> **Work task**:
From the line containing "Where can you spot the concrete wall?" to the last line of the listing below, repeat every line exactly, and output nothing else.

> **Recorded information**:
=======
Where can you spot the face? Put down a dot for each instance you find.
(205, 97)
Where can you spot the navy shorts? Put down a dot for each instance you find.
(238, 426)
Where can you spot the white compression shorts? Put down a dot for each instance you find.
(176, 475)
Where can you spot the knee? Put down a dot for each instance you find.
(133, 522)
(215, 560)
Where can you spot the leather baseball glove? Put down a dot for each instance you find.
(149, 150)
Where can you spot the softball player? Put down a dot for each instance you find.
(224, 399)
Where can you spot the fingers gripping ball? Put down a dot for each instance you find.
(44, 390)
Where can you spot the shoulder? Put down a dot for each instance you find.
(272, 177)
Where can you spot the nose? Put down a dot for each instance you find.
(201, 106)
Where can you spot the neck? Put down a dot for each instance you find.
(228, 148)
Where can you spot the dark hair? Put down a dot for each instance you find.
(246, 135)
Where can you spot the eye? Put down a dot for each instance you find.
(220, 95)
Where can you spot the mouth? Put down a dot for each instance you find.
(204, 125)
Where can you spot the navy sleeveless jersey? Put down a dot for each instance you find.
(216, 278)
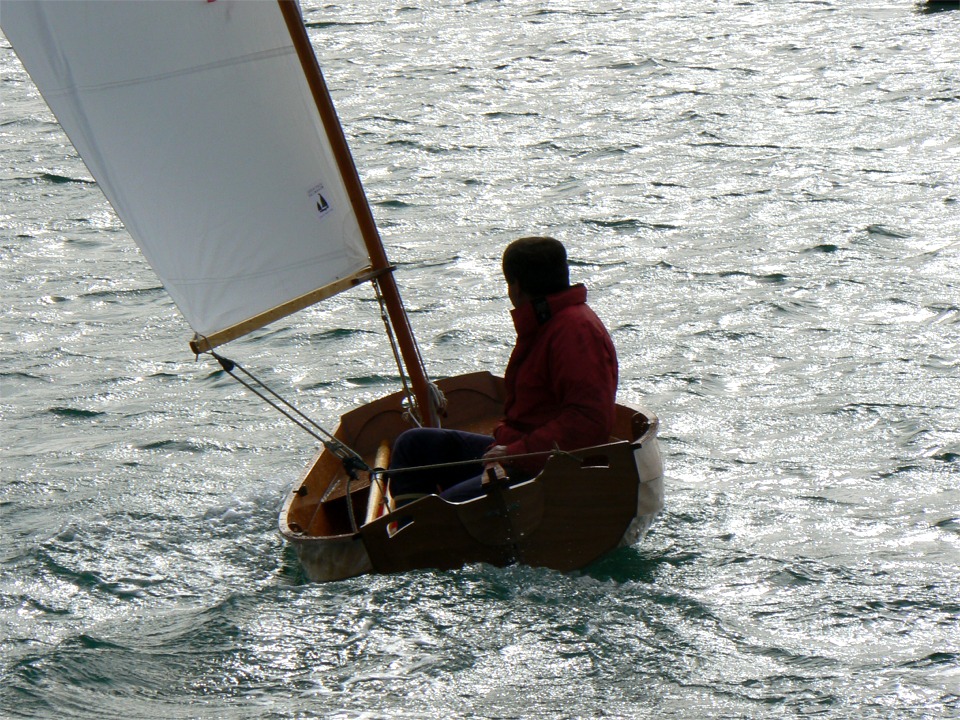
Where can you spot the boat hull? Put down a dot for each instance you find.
(582, 505)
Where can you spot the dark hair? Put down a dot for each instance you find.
(537, 264)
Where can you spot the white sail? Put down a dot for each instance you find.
(197, 122)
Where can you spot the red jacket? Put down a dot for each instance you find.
(561, 379)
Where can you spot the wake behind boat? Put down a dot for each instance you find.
(210, 129)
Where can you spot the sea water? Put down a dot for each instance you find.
(763, 200)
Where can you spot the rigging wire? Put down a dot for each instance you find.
(414, 413)
(350, 457)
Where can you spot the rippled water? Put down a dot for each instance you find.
(764, 201)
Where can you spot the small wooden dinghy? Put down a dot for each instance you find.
(211, 131)
(582, 505)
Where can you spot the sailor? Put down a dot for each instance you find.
(561, 385)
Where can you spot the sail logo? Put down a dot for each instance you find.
(320, 203)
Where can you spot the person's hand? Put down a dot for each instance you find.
(494, 454)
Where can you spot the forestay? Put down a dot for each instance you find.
(196, 120)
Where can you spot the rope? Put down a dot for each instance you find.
(411, 401)
(463, 463)
(436, 395)
(346, 454)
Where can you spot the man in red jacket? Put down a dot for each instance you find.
(561, 384)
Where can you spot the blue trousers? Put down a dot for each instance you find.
(432, 446)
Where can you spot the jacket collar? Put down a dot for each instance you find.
(530, 316)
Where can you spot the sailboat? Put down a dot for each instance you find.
(209, 127)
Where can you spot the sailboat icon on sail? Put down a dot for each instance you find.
(319, 200)
(107, 72)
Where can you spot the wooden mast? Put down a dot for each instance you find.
(358, 199)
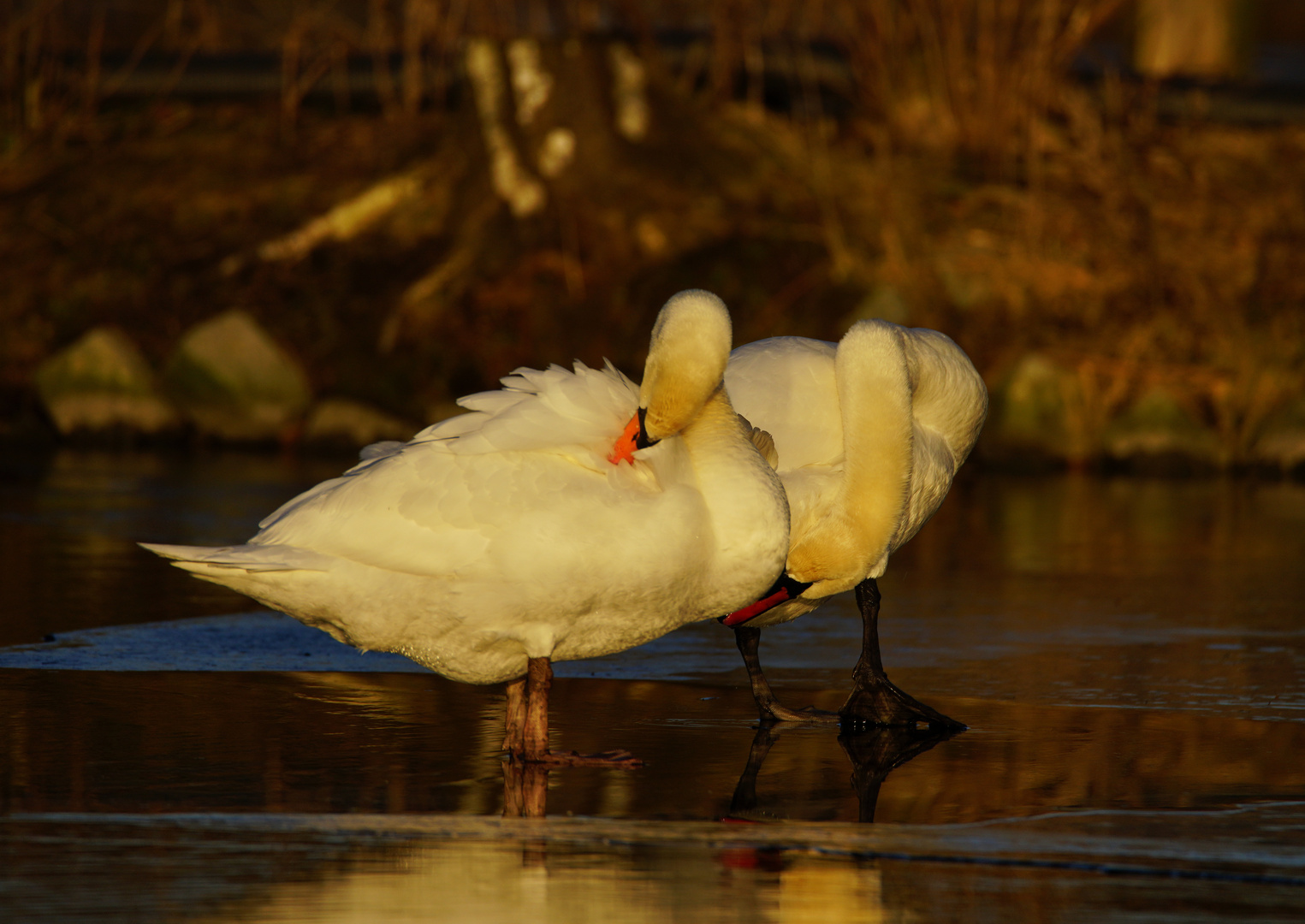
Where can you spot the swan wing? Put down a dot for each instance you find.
(541, 410)
(786, 387)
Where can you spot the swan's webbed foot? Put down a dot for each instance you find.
(877, 702)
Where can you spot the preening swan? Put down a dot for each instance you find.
(869, 434)
(496, 542)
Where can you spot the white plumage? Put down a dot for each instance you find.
(869, 434)
(507, 536)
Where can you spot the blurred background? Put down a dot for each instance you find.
(320, 222)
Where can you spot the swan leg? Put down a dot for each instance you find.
(747, 638)
(525, 789)
(876, 701)
(537, 683)
(514, 739)
(744, 802)
(879, 752)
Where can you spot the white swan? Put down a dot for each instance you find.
(869, 434)
(499, 541)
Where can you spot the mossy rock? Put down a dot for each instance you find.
(235, 382)
(1156, 426)
(1029, 414)
(1282, 439)
(341, 422)
(101, 384)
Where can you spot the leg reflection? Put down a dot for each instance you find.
(525, 790)
(877, 752)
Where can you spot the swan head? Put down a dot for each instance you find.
(686, 362)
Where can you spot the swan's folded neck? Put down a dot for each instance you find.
(743, 494)
(851, 542)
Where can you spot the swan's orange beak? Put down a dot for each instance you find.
(783, 589)
(626, 444)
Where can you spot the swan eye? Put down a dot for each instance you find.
(643, 440)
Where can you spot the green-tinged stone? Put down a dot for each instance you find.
(1029, 410)
(354, 424)
(1282, 439)
(235, 382)
(1158, 424)
(102, 382)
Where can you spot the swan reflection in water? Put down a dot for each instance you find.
(875, 753)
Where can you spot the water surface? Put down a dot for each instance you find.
(1123, 649)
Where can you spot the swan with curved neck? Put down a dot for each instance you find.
(869, 435)
(500, 541)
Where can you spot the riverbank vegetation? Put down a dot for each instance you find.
(425, 195)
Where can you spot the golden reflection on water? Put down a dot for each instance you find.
(90, 742)
(489, 882)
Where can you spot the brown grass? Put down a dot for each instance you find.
(971, 181)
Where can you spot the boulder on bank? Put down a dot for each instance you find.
(342, 422)
(235, 382)
(102, 384)
(1282, 439)
(1159, 427)
(1029, 414)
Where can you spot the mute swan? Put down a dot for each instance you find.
(496, 542)
(869, 435)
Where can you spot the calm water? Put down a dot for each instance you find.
(1123, 649)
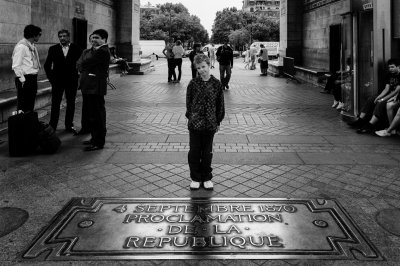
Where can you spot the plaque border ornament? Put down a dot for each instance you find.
(48, 246)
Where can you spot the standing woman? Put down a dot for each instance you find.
(196, 50)
(211, 52)
(170, 59)
(263, 60)
(178, 52)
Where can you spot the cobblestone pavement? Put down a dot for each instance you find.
(279, 140)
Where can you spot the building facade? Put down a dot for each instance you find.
(323, 35)
(271, 8)
(120, 18)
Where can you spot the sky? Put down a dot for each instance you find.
(204, 9)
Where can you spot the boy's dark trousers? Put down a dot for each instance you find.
(26, 94)
(200, 155)
(194, 73)
(171, 69)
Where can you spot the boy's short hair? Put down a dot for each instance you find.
(198, 59)
(63, 31)
(393, 61)
(196, 45)
(102, 33)
(31, 31)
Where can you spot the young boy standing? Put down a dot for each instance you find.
(205, 111)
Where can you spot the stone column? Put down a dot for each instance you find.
(128, 29)
(291, 30)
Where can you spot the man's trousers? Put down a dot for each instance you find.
(26, 93)
(56, 98)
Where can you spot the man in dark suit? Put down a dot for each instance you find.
(93, 68)
(60, 67)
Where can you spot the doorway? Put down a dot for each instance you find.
(79, 27)
(335, 44)
(365, 62)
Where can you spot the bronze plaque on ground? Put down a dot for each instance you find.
(201, 228)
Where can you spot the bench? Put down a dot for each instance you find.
(311, 75)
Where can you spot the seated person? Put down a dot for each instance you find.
(123, 64)
(380, 115)
(391, 89)
(394, 126)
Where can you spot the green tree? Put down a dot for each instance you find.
(259, 26)
(173, 20)
(239, 38)
(227, 20)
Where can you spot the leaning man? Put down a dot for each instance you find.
(60, 67)
(26, 65)
(93, 68)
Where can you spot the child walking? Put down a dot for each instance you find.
(205, 110)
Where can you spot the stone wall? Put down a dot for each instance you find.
(316, 33)
(51, 16)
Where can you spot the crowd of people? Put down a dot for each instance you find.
(68, 68)
(380, 114)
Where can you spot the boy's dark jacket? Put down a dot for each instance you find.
(204, 104)
(93, 67)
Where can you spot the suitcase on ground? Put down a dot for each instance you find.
(23, 133)
(48, 140)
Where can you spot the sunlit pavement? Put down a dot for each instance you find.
(278, 140)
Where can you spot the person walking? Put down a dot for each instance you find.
(263, 57)
(247, 58)
(253, 55)
(93, 67)
(211, 51)
(60, 68)
(225, 58)
(196, 51)
(205, 111)
(170, 59)
(122, 62)
(26, 66)
(178, 52)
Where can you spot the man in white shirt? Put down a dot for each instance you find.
(26, 65)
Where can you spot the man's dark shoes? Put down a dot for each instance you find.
(71, 130)
(93, 148)
(87, 142)
(358, 123)
(367, 128)
(82, 132)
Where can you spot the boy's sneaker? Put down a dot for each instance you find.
(208, 185)
(194, 185)
(368, 128)
(383, 133)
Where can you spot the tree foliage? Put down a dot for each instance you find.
(233, 24)
(174, 20)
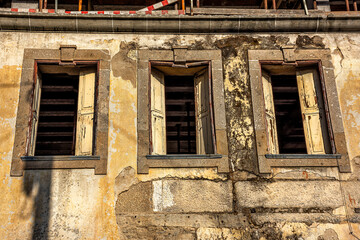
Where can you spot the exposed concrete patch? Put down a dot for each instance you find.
(124, 66)
(304, 41)
(162, 196)
(329, 234)
(289, 194)
(125, 179)
(192, 196)
(221, 234)
(136, 199)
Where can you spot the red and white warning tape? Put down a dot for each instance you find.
(139, 12)
(158, 5)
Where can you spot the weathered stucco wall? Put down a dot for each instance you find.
(179, 203)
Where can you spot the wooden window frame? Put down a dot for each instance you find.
(321, 57)
(180, 56)
(63, 56)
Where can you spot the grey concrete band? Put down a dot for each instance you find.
(39, 22)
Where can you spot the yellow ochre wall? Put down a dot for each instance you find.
(82, 204)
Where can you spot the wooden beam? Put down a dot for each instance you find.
(80, 5)
(347, 5)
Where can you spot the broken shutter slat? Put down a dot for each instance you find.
(204, 143)
(85, 113)
(314, 124)
(270, 117)
(158, 121)
(35, 115)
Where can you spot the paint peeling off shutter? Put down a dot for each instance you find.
(308, 85)
(158, 121)
(273, 147)
(85, 113)
(35, 115)
(204, 143)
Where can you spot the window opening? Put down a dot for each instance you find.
(57, 116)
(181, 109)
(289, 124)
(63, 111)
(180, 115)
(295, 110)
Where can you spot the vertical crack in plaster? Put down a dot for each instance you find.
(162, 196)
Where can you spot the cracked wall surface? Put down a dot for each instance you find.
(176, 203)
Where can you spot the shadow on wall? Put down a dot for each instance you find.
(37, 186)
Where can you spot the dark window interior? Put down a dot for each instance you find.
(180, 115)
(288, 114)
(57, 115)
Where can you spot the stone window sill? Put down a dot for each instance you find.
(184, 156)
(59, 158)
(308, 156)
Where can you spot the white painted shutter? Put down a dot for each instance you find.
(85, 113)
(314, 120)
(35, 115)
(204, 143)
(270, 117)
(158, 117)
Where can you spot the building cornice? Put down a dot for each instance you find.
(179, 24)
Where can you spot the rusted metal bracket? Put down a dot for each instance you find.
(288, 52)
(67, 53)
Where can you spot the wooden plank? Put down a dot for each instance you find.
(158, 117)
(85, 113)
(57, 102)
(56, 113)
(56, 124)
(272, 136)
(204, 143)
(311, 102)
(35, 114)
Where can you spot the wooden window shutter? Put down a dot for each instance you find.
(158, 116)
(270, 117)
(85, 113)
(204, 140)
(312, 108)
(35, 115)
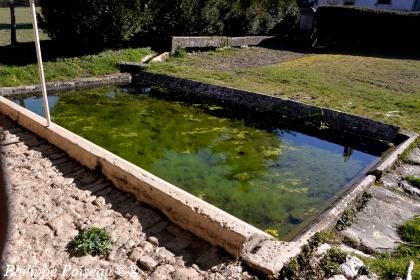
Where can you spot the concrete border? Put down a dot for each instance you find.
(90, 82)
(193, 214)
(216, 41)
(283, 108)
(390, 159)
(256, 248)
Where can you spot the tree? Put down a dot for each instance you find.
(93, 23)
(13, 39)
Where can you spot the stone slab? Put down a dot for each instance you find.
(283, 108)
(375, 227)
(216, 41)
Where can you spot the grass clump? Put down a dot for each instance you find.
(93, 241)
(64, 69)
(391, 266)
(346, 219)
(331, 262)
(413, 180)
(179, 53)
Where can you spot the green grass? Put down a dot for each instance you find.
(93, 241)
(395, 265)
(24, 24)
(70, 68)
(384, 89)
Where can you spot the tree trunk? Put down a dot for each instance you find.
(13, 39)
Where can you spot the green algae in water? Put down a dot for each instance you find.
(272, 178)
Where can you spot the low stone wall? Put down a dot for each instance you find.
(193, 214)
(216, 41)
(114, 79)
(283, 108)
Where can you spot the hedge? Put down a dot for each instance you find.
(359, 27)
(113, 22)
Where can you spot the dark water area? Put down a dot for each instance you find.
(264, 173)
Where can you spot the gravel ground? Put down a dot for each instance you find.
(51, 198)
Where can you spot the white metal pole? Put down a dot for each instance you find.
(40, 66)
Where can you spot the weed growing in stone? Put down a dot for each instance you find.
(415, 181)
(331, 262)
(94, 241)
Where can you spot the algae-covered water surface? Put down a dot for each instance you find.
(271, 177)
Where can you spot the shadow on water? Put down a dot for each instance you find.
(270, 173)
(152, 222)
(19, 26)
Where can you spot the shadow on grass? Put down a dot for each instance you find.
(23, 54)
(390, 52)
(19, 26)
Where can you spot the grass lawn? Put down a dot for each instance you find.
(69, 68)
(385, 89)
(24, 26)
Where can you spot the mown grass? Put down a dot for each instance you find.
(385, 89)
(69, 68)
(395, 265)
(24, 26)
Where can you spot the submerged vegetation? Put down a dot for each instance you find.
(271, 177)
(382, 88)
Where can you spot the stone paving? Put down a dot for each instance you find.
(52, 198)
(394, 201)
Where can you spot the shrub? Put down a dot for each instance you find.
(219, 17)
(94, 241)
(359, 27)
(93, 22)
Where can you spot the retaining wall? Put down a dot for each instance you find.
(283, 108)
(216, 41)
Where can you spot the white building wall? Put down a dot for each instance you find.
(405, 5)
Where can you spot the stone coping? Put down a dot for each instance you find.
(256, 248)
(193, 214)
(53, 87)
(216, 41)
(283, 108)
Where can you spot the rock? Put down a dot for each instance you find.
(136, 254)
(375, 226)
(148, 262)
(62, 225)
(414, 156)
(86, 261)
(147, 247)
(337, 277)
(408, 188)
(409, 170)
(100, 201)
(351, 267)
(165, 256)
(153, 240)
(162, 272)
(186, 274)
(322, 249)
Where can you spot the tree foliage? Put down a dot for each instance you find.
(112, 22)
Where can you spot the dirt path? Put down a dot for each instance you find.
(51, 198)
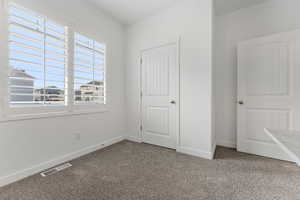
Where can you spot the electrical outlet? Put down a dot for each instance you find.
(77, 136)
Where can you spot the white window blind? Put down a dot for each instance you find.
(37, 59)
(89, 71)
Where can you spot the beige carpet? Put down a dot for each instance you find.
(130, 171)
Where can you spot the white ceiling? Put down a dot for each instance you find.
(226, 6)
(131, 11)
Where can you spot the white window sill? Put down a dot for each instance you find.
(21, 117)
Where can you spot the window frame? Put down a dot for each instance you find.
(91, 105)
(8, 113)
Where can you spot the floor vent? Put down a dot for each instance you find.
(56, 169)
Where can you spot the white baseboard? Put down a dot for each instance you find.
(228, 144)
(46, 165)
(214, 147)
(134, 139)
(196, 152)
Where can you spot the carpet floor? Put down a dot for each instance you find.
(131, 171)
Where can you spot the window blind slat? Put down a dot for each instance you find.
(37, 57)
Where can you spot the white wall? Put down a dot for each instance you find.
(192, 21)
(264, 19)
(26, 144)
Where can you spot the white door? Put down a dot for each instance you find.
(268, 91)
(160, 96)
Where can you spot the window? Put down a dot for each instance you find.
(37, 59)
(89, 71)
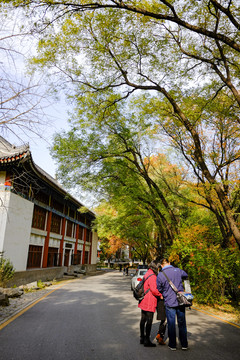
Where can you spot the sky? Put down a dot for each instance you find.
(14, 52)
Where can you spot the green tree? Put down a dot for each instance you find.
(6, 270)
(175, 62)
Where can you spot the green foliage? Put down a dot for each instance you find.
(40, 284)
(213, 271)
(6, 271)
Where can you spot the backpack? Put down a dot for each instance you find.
(138, 292)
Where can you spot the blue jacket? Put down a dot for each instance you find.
(176, 275)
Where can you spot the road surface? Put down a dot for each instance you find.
(97, 318)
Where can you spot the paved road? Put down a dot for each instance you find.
(96, 318)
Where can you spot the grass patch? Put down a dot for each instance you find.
(229, 312)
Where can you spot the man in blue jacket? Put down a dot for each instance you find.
(176, 275)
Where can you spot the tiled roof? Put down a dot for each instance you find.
(10, 153)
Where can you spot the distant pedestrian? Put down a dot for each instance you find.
(148, 304)
(172, 308)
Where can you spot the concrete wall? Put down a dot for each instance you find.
(28, 276)
(15, 228)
=======
> **Written solution**:
Where can you spot the concrete wall? Put down a dot for each instance you find.
(28, 276)
(15, 228)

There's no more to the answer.